→ A block of data:
━━━━━━━━━━━━━━━━━━━━━━━━━━━━━━

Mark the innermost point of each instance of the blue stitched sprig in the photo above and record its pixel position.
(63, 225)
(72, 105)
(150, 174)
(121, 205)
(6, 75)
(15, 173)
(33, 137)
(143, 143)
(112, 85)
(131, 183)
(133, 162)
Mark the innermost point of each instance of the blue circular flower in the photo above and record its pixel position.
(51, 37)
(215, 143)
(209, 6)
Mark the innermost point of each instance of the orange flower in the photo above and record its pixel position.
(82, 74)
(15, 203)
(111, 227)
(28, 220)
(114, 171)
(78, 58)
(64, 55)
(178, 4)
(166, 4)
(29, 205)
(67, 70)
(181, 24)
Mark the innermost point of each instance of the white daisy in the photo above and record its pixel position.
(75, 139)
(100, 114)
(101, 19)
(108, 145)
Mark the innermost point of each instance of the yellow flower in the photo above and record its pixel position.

━━━━━━━━━━━━━━━━━━━━━━━━━━━━━━

Can you present every line of the data above as a Markdown table with the columns "No." and "Text", numbering each row and leaving out blank lines?

→ Response for this exercise:
| No. | Text |
|---|---|
| 1 | Mark the innermost point of each instance of the blue stitched sprig in the photo above and record its pixel position. |
| 2 | (63, 225) |
| 3 | (72, 105) |
| 4 | (150, 174) |
| 5 | (121, 205) |
| 6 | (6, 75) |
| 7 | (15, 173) |
| 8 | (33, 137) |
| 9 | (143, 143) |
| 10 | (112, 85) |
| 11 | (131, 183) |
| 12 | (133, 162) |
| 13 | Mark the innermost point of each instance of the blue circular flower in the photo above and record its pixel position. |
| 14 | (51, 37) |
| 15 | (215, 143) |
| 16 | (209, 6) |
| 17 | Mark the innermost point of each instance of the orange flower in the photo above and record its pixel position. |
| 18 | (82, 74) |
| 19 | (15, 203) |
| 20 | (111, 227) |
| 21 | (28, 220) |
| 22 | (114, 171) |
| 23 | (78, 58) |
| 24 | (64, 55) |
| 25 | (178, 4) |
| 26 | (166, 4) |
| 27 | (29, 205) |
| 28 | (67, 70) |
| 29 | (181, 24) |
| 30 | Mark the innermost point of each instance of the white daisy in the photo above and record its pixel position. |
| 31 | (75, 139) |
| 32 | (100, 114) |
| 33 | (101, 19) |
| 34 | (108, 145) |
| 35 | Mark the innermost point of each instance of the yellow flower in the photo above and record its pixel position. |